** Task goal **
All lines holding the word "water" in the listing below need to be copied.

** Opening Material shown block **

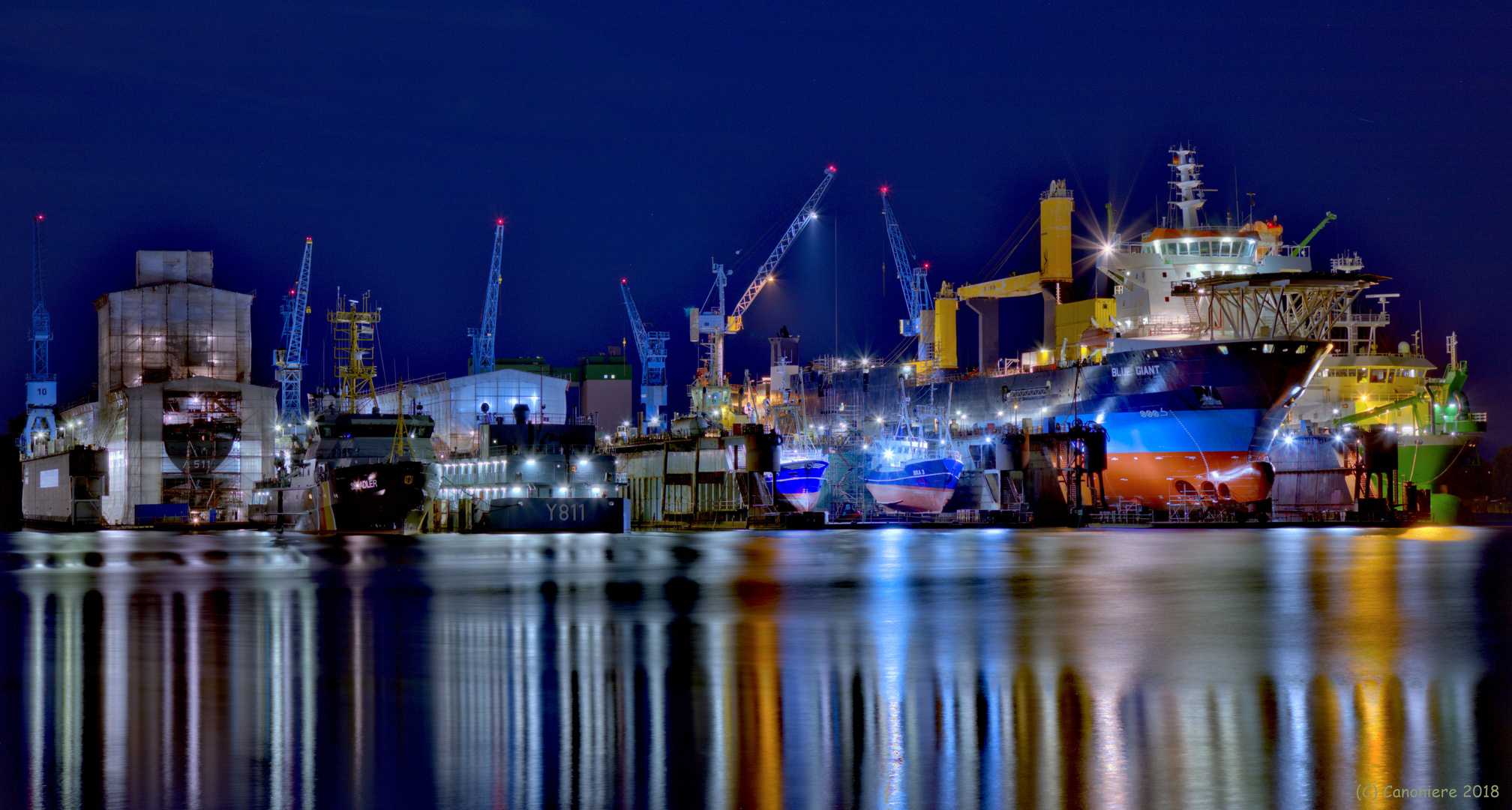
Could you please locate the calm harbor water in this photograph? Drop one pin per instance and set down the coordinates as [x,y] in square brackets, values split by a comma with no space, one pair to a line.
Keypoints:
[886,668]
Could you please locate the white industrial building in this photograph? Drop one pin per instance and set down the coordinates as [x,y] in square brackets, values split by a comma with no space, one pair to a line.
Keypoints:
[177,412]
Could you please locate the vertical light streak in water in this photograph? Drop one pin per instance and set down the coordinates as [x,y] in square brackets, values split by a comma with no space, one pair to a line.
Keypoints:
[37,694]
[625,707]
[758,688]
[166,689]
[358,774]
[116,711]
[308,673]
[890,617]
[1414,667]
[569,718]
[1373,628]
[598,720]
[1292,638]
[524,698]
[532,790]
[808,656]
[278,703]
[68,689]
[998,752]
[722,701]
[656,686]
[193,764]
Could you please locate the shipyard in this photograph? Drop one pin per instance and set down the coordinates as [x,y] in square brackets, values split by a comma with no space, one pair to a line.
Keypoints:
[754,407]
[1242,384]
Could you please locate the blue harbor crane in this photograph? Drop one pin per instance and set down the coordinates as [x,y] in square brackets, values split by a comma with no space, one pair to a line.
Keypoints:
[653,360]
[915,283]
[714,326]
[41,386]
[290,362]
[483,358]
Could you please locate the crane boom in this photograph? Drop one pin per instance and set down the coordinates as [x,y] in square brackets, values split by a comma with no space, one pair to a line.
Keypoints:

** Closing Material shown block **

** Exercise answer **
Could you please locate the calm harbor water in this photograph? Drop one pin per instance and set down the coordinates as [x,y] in square brackets, values split by a comma with no space, one pair to a line.
Could you please locate the vertical light streak in water in this photograph? Drop one pin per instance and set down the coordinates as [x,y] in square brackets, values split by a comma with no space, one pair to a line.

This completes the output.